* **TEXT SEGMENT**
Rice production declining by 2% a year in Java
Rice production declining by 2% a year in Java
JAKARTA (JP): Minister of Agriculture Sjarifudin Baharsjah said yesterday that rice production in Java is declining at a rate of two percent per annum.
"If this decline is not matched by an increase in production outside Java, we will have an extremely serious problem on our hands," he said.
Sjarifudin's comments were made in a speech read by the Director General of Food and Horticulture Amrin Kahar at a seminar on the cultivation of tropical fruit and gogo-type rice.
Sjarifudin said Java used to contribute about 60 percent of the country's rice supplies, adding that "its contribution has decreased to about 56 percent now."
He said fertile rice fields in Java which use irrigation techniques had been converted for other uses, such as for industrial estates and housing.
"Industry, roads and housing should make use of dry land instead of irrigated rice fields. At the same time, efforts to plant and expand gogo-type rice in dry areas and unproductive land outside Java should be intensified," he said.
Amrin said that during the 1983-1993 period, 900,000 hectares of irrigated rice fields in Java were converted for uses other than agriculture.

Point annotation records
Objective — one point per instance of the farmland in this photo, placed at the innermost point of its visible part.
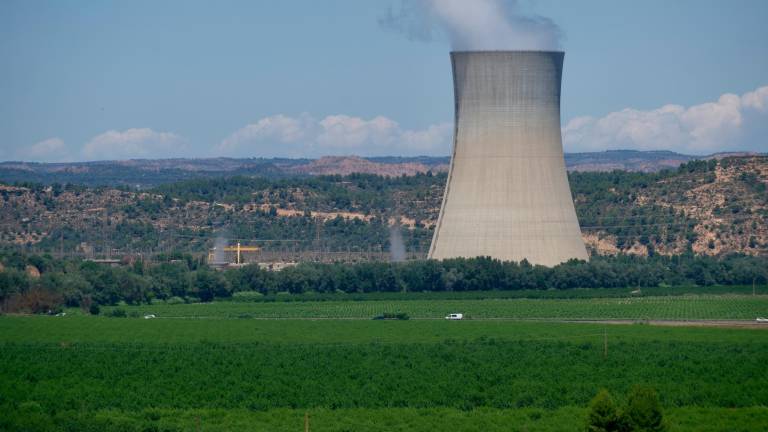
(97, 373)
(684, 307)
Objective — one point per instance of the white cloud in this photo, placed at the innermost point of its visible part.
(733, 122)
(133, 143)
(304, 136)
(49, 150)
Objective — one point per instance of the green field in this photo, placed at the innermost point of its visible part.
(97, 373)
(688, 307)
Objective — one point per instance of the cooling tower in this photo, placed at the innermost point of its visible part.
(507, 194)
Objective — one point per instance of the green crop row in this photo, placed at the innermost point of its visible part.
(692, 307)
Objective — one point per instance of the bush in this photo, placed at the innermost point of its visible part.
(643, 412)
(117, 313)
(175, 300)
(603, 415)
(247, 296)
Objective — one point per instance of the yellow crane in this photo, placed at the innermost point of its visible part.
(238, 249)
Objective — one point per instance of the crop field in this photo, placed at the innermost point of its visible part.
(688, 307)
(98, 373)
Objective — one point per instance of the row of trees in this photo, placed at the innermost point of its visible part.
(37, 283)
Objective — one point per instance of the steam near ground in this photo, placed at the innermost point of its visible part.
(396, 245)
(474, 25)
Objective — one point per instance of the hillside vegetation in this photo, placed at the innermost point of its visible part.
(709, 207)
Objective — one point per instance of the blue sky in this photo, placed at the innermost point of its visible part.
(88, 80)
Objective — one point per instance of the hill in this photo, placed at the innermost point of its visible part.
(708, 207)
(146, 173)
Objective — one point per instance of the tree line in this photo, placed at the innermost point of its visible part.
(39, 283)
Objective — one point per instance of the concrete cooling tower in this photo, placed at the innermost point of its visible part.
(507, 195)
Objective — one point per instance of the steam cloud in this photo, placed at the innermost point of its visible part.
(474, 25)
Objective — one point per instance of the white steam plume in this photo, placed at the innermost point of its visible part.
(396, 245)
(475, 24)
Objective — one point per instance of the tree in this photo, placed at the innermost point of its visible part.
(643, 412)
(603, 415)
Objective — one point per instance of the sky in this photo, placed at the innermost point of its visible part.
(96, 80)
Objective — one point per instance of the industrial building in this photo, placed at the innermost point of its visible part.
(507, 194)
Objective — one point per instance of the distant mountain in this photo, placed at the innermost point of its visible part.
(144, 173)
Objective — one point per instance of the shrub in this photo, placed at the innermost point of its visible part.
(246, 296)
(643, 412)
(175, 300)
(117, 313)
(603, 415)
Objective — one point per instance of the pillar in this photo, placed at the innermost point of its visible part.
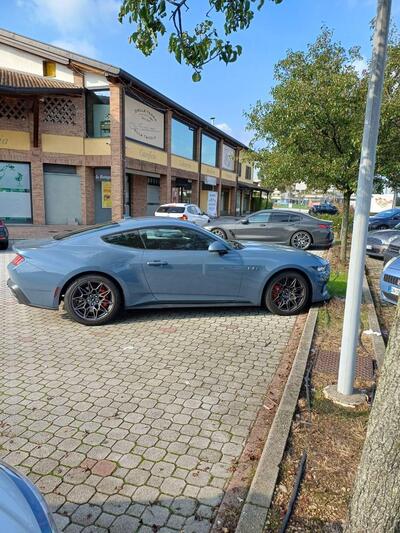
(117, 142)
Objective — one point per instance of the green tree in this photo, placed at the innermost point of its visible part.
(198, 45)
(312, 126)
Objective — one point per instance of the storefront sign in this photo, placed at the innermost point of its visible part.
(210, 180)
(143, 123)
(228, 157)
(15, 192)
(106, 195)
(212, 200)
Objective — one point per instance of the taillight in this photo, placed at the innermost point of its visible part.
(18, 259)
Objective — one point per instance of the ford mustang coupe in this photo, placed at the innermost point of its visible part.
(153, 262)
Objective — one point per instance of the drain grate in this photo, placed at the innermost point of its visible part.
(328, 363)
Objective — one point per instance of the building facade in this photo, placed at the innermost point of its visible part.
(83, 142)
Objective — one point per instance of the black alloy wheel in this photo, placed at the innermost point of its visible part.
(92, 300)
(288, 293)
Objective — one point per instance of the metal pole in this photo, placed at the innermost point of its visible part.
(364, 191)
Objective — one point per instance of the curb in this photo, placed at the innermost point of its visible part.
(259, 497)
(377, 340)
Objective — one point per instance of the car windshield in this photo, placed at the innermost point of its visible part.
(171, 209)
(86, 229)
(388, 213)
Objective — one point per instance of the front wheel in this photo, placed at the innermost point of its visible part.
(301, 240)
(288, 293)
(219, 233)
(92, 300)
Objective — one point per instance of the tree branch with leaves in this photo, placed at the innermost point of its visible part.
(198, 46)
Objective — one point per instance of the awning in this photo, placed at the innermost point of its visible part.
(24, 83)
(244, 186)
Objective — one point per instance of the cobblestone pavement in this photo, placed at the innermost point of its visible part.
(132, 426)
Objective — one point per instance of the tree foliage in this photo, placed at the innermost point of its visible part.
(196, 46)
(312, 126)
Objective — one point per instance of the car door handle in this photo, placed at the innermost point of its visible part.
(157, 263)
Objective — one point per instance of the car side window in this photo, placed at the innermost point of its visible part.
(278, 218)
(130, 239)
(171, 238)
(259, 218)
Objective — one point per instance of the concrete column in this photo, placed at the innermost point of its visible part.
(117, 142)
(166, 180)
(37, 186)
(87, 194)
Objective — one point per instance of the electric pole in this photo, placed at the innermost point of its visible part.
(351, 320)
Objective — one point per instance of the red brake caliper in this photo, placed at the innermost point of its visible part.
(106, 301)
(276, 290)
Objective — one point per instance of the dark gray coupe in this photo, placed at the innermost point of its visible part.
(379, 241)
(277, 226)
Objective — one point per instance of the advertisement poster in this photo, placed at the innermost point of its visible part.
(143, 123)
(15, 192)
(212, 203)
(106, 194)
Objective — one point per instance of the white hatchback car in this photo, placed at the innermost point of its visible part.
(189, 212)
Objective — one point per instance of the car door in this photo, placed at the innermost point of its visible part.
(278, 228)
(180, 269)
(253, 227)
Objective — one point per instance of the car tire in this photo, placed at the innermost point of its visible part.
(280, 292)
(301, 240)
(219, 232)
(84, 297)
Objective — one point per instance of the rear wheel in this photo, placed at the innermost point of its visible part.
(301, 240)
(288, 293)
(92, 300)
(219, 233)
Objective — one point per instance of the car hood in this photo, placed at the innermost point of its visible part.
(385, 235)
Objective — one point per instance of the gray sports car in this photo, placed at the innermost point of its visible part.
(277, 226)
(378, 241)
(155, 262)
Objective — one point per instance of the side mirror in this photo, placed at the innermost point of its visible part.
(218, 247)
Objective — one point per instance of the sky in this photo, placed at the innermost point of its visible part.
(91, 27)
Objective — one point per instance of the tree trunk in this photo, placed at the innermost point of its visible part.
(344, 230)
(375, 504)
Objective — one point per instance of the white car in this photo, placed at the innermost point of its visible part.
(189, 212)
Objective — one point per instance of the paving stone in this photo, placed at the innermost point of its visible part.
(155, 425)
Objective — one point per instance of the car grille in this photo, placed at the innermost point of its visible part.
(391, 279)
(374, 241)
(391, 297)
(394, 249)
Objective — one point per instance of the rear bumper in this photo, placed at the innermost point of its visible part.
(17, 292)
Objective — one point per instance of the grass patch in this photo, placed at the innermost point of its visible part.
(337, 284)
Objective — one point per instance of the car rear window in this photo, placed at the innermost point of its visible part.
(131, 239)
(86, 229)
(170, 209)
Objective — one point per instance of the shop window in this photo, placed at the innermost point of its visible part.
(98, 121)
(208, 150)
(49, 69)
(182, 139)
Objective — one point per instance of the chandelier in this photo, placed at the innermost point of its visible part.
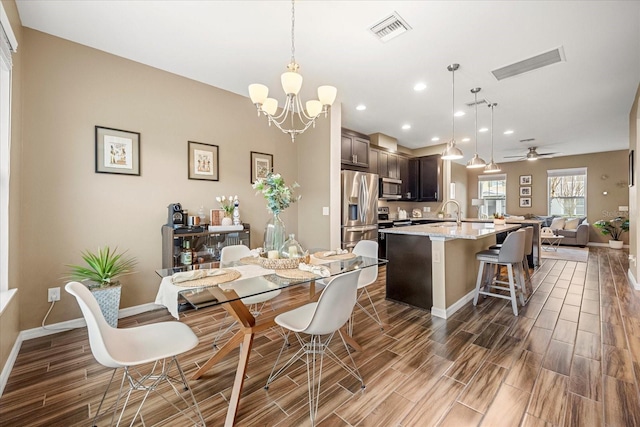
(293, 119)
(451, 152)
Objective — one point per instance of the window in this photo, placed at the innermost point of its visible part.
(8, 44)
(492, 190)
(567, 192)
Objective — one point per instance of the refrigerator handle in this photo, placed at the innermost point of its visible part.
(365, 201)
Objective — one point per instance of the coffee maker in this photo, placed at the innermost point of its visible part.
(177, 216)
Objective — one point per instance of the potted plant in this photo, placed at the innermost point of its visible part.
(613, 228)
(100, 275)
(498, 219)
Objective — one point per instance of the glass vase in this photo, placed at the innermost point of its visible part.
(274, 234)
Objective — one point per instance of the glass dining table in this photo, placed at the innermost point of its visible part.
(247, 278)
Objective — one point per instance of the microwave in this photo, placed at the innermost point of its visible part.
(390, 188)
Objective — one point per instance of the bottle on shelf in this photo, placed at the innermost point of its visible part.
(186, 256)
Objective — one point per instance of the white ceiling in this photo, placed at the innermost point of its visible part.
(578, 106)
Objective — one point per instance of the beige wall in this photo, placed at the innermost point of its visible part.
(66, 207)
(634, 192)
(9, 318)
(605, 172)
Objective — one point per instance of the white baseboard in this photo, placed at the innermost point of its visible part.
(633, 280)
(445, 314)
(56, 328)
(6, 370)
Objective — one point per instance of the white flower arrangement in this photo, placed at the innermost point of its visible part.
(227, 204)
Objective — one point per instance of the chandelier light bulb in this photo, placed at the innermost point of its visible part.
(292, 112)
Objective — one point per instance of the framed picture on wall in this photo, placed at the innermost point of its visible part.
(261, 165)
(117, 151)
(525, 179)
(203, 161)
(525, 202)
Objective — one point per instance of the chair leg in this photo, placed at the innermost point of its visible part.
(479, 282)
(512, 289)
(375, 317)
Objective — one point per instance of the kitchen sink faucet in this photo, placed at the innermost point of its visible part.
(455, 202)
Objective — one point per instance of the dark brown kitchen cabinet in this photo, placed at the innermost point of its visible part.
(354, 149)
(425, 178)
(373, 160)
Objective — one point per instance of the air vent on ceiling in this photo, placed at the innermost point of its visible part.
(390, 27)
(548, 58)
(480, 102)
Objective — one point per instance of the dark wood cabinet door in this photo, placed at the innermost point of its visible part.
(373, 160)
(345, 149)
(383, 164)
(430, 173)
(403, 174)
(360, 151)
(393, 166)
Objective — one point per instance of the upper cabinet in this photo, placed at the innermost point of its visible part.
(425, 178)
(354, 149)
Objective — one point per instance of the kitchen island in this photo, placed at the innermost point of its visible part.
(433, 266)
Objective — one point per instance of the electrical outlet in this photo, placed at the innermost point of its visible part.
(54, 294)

* **WHAT NEEDS TO BE DONE**
Resume the news report on falling rice production in Java, picking up right after its final sentence.

* **EXERCISE OUTPUT**
Irrigated rice fields, he said, contribute up to 95 percent of the country's production and dry fields the remaining five percent.
Amrin calculated that if one hectare of rice field yields five tons of unhusked rice per year, at least 4.5 million tons of the rice production have been lost due to the conversion of fields for other forms of utilization.
"If a field was one that could be harvested twice a year, the loss is at least nine million tons of yield per hectare," he said.
Optimistic
Sjarifudin was optimistic, however, that intensive farming techniques and favorable weather this year would compensate for Java's failing productivity.
He was confident that production levels for 1995 would exceed the estimate of the Central Bureau of Statistics, which has put unhusked rice production at 48.45 million tons or 3.89 percent higher than last year's level.
Indonesia, formerly the biggest rice importer in the world, became self-sufficient in rice in 1984. Until 1993, the country's rice exports exceeded imports, but since 1994 it has had to rely partly on imports.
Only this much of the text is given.